▸ Erforderliche Schritte:
- a) Was umfasst laut dem Abschnitt zur Topologieauswertung die potentielle Topologie eines Energieversorgungsnetzes?
- b) Gib aus dem Abschnitt zur Topologieauswertung den Text von „Für das Verständnis“ bis einschließlich „Leitungen, Transformatoren, u.s.w.).“ wortgetreu wieder.

▸ Quelldokument:
=-=-=
7.1.Laufzeitoptimierte Topologieauswertung

Für das Verständnis der folgenden Ausführungen sind zunächst zwei Definitionen voranzustellen:

  • die potentielle Topologie eines Energieversorgungsnetzes umfaßt den Bestand und die Verbindungsmöglichkeiten aller Netzelemente (Schaltgeräte, Sammelschienen, Leitungen, Transformatoren, u.s.w.).

  • die aktuelle Topologie enthält nur die zu einem gegebenen Zeitpunkt tatsächlich untereinander verbundenen Elemente. Die aktuelle Topologie kann aus der potentiellen Topologie unter Berücksichtigung der zu einem Zeitpunkt bestehenden Schaltzustände und der Zustände der Kraftwerke ermittelt werden.

    Für die Anwendung im Trainingssimulator wird die Zusatzbedingung gestellt, daß aktuell verbundene Netzteile (Netzinseln) mindestens eine synchronisierte Einspeisung enthalten. Auf diese Weise werden derzeit nicht unter Spannung stehende Netzbereiche a priori aus der aktuellen Topologie ausgeschlossen und ihre nutzlose Weiterbehandlung vermieden.
=-=-=
▸ Datensatz:
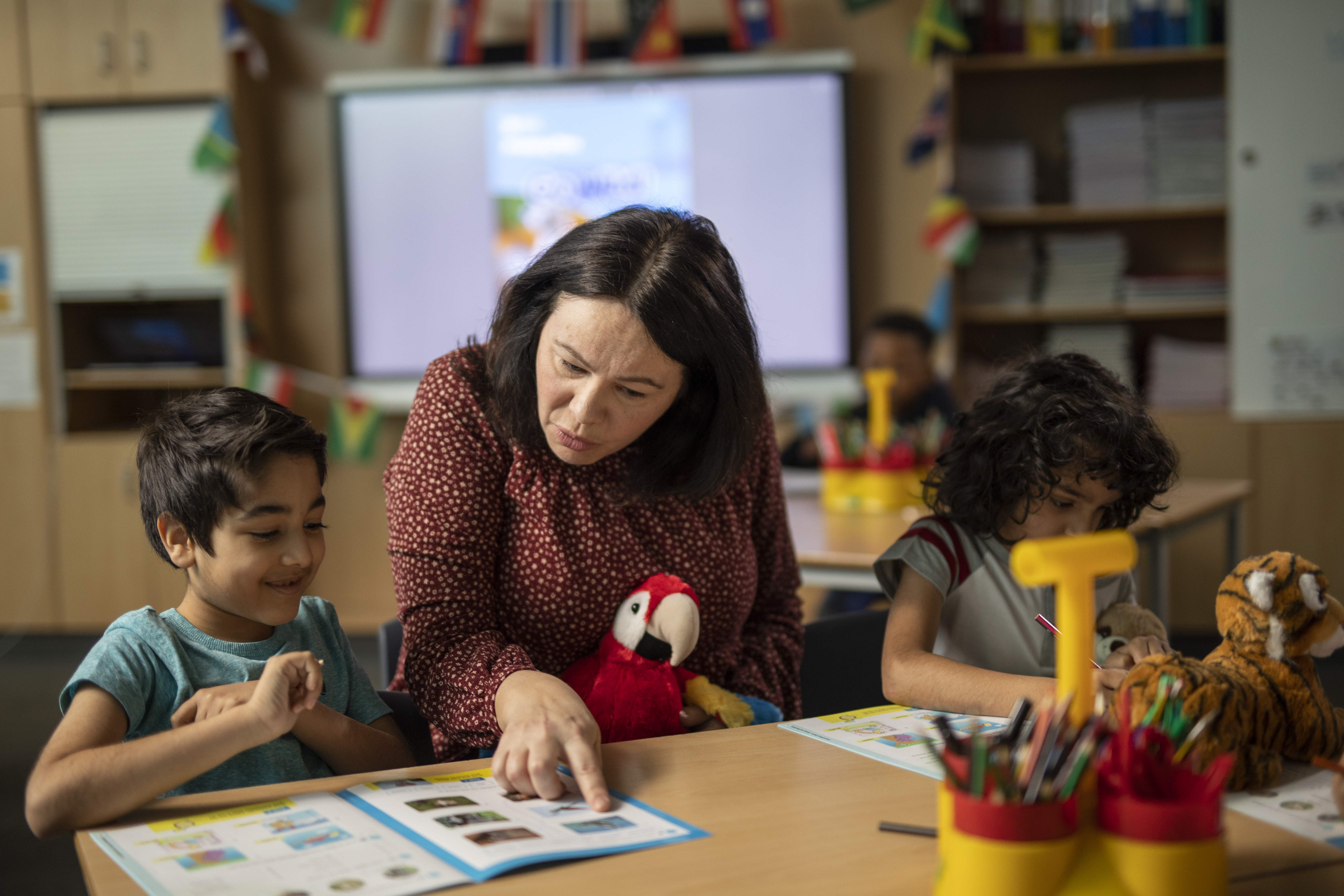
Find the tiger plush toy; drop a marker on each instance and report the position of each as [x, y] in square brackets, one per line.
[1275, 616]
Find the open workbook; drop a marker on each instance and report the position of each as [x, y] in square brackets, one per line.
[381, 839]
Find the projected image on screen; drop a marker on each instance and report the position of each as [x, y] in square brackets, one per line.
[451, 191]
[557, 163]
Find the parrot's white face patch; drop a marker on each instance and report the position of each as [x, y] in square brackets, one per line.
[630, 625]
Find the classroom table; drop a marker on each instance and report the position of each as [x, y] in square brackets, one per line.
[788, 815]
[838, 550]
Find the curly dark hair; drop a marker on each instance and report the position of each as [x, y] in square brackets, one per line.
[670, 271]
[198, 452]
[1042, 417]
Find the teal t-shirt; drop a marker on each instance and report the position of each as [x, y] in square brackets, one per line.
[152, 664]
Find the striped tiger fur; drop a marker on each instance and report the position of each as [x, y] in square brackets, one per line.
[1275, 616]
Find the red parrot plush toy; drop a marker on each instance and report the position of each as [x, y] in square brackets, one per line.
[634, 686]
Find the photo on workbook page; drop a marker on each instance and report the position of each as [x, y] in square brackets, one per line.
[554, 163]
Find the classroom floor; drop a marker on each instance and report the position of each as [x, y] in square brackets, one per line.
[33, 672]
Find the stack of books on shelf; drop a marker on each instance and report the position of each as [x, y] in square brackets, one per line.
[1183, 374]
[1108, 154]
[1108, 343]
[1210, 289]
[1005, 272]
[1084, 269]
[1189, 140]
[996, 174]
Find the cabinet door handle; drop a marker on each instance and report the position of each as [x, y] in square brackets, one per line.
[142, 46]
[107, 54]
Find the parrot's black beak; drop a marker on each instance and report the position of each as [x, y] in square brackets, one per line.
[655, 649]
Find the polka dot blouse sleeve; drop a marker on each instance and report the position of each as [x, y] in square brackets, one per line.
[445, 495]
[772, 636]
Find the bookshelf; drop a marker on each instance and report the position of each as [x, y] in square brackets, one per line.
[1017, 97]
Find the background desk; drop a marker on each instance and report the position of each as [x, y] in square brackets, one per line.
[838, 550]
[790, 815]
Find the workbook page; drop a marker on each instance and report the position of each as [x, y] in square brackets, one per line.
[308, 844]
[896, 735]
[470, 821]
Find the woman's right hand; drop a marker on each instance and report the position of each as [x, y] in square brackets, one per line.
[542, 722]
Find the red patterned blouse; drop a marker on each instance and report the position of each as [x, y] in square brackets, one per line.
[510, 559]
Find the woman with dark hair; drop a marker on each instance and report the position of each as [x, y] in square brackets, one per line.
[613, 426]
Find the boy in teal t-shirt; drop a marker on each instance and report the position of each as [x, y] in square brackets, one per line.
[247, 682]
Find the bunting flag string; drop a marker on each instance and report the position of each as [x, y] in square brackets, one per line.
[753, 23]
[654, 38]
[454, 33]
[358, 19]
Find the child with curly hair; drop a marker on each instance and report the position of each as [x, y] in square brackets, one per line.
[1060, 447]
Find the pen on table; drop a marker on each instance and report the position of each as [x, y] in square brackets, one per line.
=-=-=
▸ Lösungen:
- a) Sie umfasst den Bestand und die Verbindungsmöglichkeiten aller Netzelemente, also etwa Schaltgeräte, Sammelschienen, Leitungen und Transformatoren.

- b)
Für das Verständnis der folgenden Ausführungen sind zunächst zwei Definitionen voranzustellen:

  • die potentielle Topologie eines Energieversorgungsnetzes umfaßt den Bestand und die Verbindungsmöglichkeiten aller Netzelemente (Schaltgeräte, Sammelschienen, Leitungen, Transformatoren, u.s.w.).